- **GOAL OF THE EXERCISE**: Copy the records from their start through the line containing "[[554, 628], [1152, 684]]", both ends included, keeping every line. Shift each coordinate in the answers by adding 128 to it.

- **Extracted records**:
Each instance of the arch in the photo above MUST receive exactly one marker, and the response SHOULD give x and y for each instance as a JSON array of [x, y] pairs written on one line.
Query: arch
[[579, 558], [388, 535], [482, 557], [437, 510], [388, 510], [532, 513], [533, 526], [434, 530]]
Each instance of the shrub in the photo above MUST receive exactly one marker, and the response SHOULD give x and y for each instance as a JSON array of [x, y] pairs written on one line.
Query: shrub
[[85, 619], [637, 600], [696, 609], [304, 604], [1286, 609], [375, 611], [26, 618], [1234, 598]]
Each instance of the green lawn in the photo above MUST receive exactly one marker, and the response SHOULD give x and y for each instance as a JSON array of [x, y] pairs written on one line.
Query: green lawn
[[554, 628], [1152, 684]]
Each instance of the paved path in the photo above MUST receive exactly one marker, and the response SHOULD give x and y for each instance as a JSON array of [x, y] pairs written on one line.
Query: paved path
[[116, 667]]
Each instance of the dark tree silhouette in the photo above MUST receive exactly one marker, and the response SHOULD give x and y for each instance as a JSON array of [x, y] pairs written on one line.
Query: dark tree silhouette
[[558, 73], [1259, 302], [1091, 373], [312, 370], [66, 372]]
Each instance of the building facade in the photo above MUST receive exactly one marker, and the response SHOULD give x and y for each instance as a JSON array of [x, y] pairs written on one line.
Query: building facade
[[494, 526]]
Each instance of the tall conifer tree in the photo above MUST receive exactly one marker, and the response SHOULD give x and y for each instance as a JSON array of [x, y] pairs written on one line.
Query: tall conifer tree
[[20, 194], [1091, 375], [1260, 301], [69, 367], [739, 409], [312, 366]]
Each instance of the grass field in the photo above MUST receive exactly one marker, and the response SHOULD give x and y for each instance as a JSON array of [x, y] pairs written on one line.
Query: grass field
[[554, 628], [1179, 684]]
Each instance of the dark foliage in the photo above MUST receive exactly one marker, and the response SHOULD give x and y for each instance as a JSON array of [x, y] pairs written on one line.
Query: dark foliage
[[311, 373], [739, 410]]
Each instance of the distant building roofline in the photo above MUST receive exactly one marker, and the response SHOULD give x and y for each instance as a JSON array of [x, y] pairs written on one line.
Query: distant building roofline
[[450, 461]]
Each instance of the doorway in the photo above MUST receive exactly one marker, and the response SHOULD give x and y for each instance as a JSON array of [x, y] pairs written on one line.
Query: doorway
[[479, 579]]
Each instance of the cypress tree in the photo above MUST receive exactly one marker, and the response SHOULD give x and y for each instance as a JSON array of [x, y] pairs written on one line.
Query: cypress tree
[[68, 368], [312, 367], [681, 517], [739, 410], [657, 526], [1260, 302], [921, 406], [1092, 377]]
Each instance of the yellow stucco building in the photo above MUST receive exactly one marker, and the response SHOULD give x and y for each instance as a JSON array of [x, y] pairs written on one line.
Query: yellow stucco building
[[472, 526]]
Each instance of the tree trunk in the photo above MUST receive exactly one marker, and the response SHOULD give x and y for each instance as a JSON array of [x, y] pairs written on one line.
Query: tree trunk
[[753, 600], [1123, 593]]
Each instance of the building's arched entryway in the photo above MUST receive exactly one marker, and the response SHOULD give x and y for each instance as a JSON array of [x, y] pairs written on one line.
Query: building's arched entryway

- **OUTPUT**:
Each instance of the arch in the photo above MUST receive exactly one marker, and the response SHOULD give x and y for each instance as a JSON array of [x, y] pairs written on one line.
Query: arch
[[707, 686], [516, 663], [610, 685], [565, 638], [516, 638], [660, 641], [661, 654], [562, 658]]
Each instance of the shrub in the photo above MUST receive exactly one marker, and the response SHOULD give x and y for each instance as a JSON array of [x, y] pairs written on one line.
Query: shrub
[[213, 747], [765, 728], [824, 737], [432, 732], [1414, 737], [503, 739], [154, 746], [1362, 726]]
Each instance of the green lawn in the photo above MUST receive exactly one marker, and the response SHOULD give x and y for each instance as a JSON array of [x, y] pairs written on one line.
Query: green lawn
[[682, 756], [1280, 812]]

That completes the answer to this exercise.